§ WRITTEN EXERCISE: Could you write out only the stretch from the line containing "A warehouse robotic arm needs to pick up the overcast" through the line containing "[74,93,80,125]", switching "antenna mast" to "flagpole" and leaving everything else unchanged?

§ DATA FOR THE TASK:
◇ ◇ ◇ ◇ ◇
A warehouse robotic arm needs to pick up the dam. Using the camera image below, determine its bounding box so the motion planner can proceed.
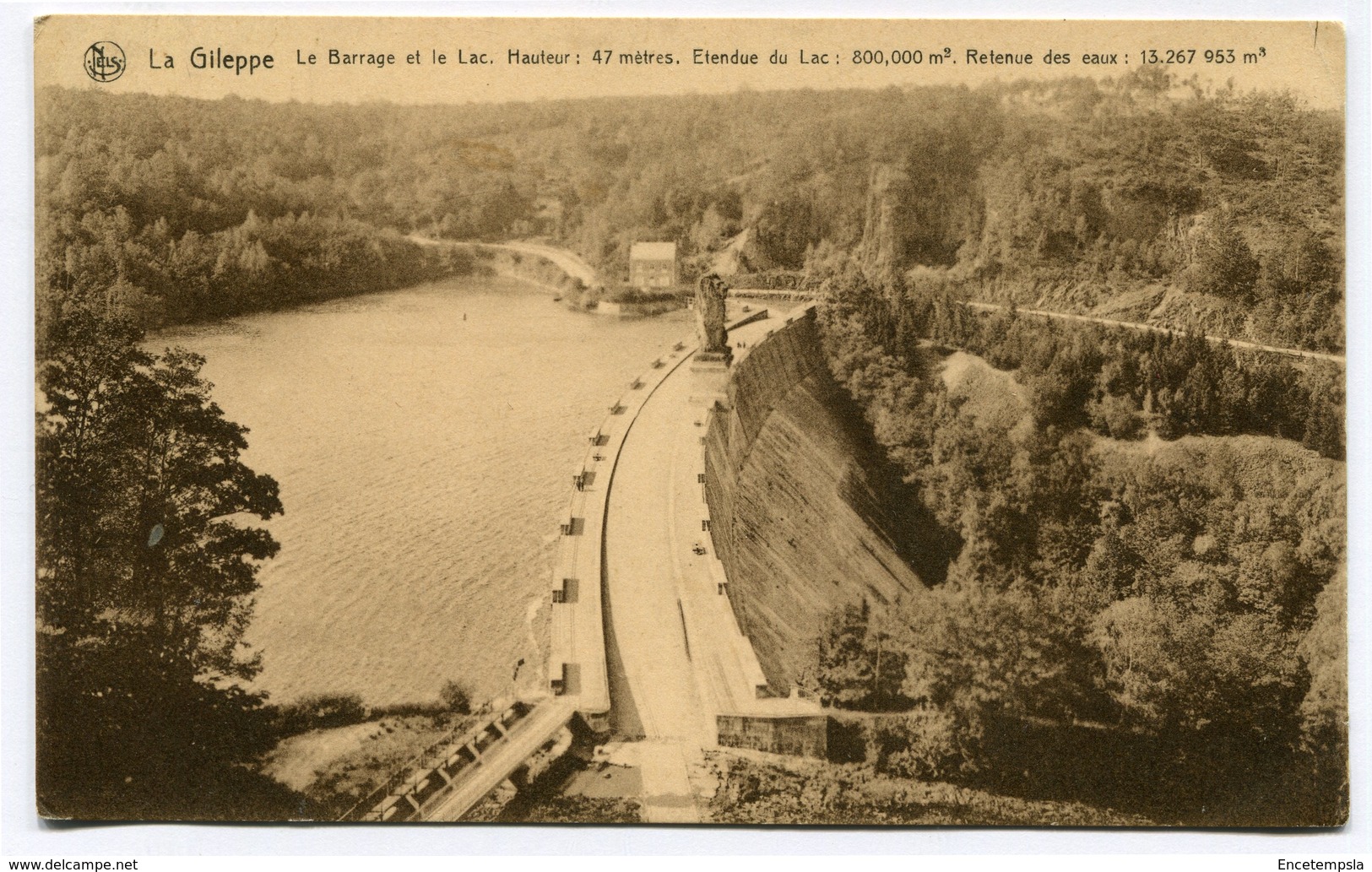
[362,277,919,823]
◇ ◇ ◇ ◇ ◇
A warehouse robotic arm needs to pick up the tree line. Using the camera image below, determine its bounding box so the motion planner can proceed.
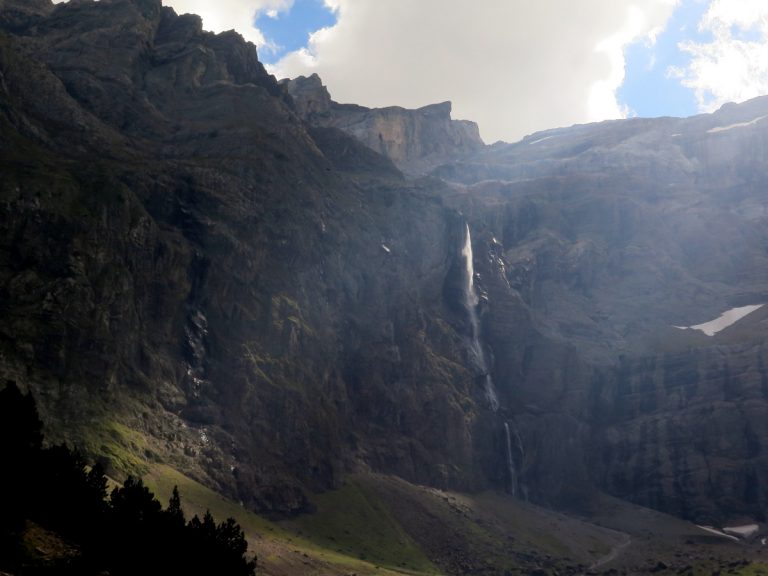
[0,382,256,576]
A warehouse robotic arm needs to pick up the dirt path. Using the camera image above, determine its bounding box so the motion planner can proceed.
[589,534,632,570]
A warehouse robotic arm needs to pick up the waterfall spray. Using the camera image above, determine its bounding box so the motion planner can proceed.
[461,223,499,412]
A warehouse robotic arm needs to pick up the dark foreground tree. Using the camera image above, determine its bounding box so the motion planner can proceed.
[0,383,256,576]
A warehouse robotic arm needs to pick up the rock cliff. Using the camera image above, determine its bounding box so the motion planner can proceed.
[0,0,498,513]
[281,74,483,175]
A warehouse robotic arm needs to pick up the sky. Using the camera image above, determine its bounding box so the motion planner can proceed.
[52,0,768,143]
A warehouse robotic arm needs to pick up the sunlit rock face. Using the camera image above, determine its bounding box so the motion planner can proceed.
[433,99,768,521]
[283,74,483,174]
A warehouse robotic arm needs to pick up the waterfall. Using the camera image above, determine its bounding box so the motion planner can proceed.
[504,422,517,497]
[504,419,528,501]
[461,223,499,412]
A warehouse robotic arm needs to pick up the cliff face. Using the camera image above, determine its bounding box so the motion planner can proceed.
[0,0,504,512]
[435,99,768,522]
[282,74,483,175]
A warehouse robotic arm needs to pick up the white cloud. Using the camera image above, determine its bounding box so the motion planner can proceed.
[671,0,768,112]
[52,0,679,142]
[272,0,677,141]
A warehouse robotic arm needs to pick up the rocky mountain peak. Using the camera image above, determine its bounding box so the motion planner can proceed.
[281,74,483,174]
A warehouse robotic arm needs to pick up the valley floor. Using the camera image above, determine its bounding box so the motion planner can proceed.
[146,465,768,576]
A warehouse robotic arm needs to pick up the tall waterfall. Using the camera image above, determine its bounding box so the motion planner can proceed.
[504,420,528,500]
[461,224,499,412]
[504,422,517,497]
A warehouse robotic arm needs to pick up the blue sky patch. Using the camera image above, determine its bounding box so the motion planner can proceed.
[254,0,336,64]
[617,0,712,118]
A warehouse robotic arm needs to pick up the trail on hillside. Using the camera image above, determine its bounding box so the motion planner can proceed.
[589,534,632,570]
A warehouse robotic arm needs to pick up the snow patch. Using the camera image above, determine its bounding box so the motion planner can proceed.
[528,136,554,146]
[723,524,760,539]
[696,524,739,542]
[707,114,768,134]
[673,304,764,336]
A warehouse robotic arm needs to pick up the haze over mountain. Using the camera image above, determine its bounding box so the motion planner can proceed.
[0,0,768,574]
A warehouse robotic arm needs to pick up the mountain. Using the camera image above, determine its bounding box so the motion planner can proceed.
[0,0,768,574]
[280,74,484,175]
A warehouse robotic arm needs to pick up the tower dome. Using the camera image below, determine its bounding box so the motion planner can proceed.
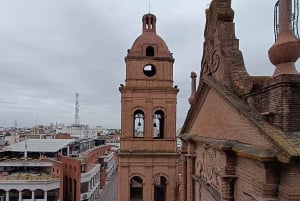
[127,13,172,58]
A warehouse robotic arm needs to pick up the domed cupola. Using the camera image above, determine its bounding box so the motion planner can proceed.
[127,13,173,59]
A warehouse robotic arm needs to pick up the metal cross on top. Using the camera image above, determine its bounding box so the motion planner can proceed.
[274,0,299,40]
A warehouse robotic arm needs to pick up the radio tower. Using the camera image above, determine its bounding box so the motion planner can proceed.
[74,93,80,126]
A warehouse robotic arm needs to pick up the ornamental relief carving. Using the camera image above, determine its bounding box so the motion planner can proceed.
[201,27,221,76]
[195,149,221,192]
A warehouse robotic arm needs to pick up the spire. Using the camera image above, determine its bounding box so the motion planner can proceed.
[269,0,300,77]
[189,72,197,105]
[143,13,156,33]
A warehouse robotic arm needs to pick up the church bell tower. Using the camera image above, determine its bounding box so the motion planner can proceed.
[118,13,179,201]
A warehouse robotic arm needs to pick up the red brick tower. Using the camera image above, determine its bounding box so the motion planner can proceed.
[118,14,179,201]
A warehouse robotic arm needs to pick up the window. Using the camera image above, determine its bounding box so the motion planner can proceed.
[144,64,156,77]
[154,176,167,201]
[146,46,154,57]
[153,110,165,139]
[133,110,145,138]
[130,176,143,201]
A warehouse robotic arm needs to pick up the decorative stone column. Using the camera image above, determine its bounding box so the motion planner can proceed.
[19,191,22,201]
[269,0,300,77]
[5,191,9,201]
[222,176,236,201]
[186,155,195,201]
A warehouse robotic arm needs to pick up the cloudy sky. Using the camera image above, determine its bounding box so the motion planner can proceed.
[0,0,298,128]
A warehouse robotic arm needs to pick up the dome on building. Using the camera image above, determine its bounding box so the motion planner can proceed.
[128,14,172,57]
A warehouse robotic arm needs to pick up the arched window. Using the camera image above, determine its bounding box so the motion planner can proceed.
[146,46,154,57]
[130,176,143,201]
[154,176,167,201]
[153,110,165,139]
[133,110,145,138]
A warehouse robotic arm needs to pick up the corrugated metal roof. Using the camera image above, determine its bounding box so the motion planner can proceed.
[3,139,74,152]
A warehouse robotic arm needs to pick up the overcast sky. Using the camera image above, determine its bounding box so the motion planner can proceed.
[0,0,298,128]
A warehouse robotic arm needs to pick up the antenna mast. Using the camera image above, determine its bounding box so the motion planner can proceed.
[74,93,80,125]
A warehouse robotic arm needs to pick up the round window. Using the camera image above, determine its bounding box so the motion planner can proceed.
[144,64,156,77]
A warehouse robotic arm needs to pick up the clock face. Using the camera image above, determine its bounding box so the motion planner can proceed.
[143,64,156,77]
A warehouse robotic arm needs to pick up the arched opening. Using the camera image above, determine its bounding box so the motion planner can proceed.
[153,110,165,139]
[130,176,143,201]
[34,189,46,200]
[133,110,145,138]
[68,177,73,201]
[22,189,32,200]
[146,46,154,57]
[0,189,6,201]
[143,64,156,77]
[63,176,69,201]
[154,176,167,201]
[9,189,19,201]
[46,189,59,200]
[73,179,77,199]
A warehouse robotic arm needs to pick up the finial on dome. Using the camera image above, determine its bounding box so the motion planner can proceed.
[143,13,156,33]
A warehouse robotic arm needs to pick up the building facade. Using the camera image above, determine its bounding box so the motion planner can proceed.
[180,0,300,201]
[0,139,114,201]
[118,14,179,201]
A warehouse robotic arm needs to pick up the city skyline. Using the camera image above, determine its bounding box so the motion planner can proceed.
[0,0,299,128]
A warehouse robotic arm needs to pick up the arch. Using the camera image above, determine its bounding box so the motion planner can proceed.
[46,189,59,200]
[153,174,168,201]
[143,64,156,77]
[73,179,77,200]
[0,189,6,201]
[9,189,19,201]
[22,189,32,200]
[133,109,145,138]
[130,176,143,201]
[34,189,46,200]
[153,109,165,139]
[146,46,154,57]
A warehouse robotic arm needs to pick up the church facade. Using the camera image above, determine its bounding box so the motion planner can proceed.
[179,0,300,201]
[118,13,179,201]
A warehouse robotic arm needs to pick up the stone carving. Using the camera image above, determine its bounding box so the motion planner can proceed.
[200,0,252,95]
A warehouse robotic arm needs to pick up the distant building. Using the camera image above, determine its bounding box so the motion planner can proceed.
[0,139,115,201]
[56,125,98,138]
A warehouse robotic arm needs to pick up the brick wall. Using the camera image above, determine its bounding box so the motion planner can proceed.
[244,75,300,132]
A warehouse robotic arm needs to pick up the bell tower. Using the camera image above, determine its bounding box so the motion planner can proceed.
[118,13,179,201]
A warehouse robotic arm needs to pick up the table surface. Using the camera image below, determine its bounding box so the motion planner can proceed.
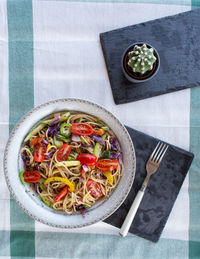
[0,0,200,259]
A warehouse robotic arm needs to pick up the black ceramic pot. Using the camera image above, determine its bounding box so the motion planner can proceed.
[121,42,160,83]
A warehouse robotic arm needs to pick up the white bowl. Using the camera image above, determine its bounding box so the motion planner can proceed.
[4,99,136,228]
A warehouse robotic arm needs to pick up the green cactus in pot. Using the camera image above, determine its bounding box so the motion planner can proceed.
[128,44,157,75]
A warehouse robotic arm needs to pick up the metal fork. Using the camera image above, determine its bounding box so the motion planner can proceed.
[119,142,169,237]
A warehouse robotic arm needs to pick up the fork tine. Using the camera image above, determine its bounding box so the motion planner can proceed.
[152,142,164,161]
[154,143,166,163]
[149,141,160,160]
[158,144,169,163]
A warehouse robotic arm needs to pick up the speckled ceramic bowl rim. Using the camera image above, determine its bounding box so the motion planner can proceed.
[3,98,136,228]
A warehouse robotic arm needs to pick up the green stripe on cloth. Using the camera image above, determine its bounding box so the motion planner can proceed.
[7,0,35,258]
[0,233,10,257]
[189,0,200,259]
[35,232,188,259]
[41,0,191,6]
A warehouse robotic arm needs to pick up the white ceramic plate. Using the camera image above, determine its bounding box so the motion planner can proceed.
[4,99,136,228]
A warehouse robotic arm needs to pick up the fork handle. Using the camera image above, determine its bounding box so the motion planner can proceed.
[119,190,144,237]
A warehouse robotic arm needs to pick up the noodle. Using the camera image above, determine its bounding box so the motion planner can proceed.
◇ ◇ ◇ ◇ ◇
§ TASK ANSWER:
A warehouse robotic arm needs to pick up the overcast sky. Using the camera image above, determine its bounding box so the motion planner can proceed.
[0,0,298,128]
A warehouse robotic arm needs to pick up the flagpole. Using the camera image above, determine its bounding box so the motion planner can proceed.
[74,93,80,125]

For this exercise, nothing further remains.